* **O que se pede**
Poderia reproduzir o trecho fornecido entre "SÃO PAULO, SP" e "produção, como galinhas.", inclusive, trocando "ararinhas-azuis" por "ararinhas"?
━━ Trecho fornecido
SÃO PAULO, SP (FOLHAPRESS) – A Justiça Federal negou um pedido de tutela provisória feito pela empresa Blue Sky e ordenou que a entidade cumpra determinação do ICMBio (Instituto Chico Mendes de Conservação da Biodiversidade) para recapturar ararinhas-azuis diante de um surto de um vírus letal.

Até aqui, a empresa e a ONG alemã ACTP, que opera o projeto de reintrodução na caatinga baiana, têm se recusado a recolher as aves.

Em julho deste ano, o instituto anunciou a ocorrência de casos positivos de circovírus na população de ararinhas-azuis em Curaçá, na Bahia, onde funciona o projeto de reintrodução. O patógeno é causador da chamda doença do bico e das penas em animais do tipo psitacídeos, como papagaios, araras e periquitos.

A enfermidade não tem cura, é crônica e termina por matar a ave na maioria dos casos. O vírus não é perigoso para humanos ou para aves de produção, como galinhas.
━━━━
━━ Material exibido
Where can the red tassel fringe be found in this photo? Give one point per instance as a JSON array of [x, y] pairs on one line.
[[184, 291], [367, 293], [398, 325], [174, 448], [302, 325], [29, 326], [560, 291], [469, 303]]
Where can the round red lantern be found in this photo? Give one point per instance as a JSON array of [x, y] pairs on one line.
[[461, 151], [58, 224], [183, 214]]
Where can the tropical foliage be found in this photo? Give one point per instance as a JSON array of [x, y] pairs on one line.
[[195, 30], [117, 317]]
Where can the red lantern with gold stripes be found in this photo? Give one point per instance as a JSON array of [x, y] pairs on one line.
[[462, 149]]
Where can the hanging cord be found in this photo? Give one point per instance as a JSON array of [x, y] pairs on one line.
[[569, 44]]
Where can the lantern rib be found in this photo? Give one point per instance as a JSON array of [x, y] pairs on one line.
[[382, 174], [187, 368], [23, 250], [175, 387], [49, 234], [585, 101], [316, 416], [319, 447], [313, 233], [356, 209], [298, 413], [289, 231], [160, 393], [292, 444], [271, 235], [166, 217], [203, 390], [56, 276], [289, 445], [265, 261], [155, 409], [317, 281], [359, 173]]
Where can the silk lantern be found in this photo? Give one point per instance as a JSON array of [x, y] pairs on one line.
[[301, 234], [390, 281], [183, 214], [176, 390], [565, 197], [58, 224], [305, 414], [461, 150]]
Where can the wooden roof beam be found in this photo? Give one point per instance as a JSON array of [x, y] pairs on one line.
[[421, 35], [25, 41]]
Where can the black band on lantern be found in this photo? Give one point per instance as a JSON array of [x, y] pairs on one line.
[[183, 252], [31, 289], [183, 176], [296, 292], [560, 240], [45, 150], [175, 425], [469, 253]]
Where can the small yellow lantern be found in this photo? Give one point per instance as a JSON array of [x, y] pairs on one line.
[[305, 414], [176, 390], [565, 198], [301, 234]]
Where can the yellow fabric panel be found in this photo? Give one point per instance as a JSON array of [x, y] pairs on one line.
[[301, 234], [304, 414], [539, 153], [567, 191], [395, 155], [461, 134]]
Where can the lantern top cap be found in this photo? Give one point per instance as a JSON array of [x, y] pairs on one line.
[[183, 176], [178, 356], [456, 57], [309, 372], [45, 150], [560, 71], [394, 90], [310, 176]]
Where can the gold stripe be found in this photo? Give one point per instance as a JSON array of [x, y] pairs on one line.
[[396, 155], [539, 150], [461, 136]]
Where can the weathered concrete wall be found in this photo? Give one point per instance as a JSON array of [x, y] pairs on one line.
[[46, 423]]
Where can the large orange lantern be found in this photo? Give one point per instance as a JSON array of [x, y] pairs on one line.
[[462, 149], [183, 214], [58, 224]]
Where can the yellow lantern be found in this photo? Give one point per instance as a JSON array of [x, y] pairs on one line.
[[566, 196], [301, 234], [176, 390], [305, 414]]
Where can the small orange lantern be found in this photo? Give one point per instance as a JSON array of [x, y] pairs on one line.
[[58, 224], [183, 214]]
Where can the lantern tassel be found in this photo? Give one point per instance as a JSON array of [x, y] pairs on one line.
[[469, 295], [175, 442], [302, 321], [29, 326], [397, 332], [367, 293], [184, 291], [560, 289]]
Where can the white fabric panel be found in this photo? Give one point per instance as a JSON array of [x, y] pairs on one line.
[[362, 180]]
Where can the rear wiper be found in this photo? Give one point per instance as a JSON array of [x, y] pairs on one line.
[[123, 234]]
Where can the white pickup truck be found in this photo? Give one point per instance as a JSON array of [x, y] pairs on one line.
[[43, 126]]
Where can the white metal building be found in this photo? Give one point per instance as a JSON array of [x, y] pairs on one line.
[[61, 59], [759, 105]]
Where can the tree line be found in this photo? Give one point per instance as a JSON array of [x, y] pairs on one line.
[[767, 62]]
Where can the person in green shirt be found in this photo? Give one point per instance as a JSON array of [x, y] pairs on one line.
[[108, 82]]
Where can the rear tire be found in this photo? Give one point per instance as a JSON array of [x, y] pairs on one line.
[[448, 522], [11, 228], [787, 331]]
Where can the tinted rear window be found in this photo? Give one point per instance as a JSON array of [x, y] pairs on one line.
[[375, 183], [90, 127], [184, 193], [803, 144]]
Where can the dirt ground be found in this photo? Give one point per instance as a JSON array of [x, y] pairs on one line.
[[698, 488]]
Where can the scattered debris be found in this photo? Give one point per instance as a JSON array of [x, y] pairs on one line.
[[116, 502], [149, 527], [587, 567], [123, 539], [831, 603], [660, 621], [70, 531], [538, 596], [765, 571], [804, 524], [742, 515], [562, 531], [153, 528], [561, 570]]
━━━━
* **Solução da tarefa**
SÃO PAULO, SP (FOLHAPRESS) – A Justiça Federal negou um pedido de tutela provisória feito pela empresa Blue Sky e ordenou que a entidade cumpra determinação do ICMBio (Instituto Chico Mendes de Conservação da Biodiversidade) para recapturar ararinhas diante de um surto de um vírus letal.

Até aqui, a empresa e a ONG alemã ACTP, que opera o projeto de reintrodução na caatinga baiana, têm se recusado a recolher as aves.

Em julho deste ano, o instituto anunciou a ocorrência de casos positivos de circovírus na população de ararinhas em Curaçá, na Bahia, onde funciona o projeto de reintrodução. O patógeno é causador da chamda doença do bico e das penas em animais do tipo psitacídeos, como papagaios, araras e periquitos.

A enfermidade não tem cura, é crônica e termina por matar a ave na maioria dos casos. O vírus não é perigoso para humanos ou para aves de produção, como galinhas.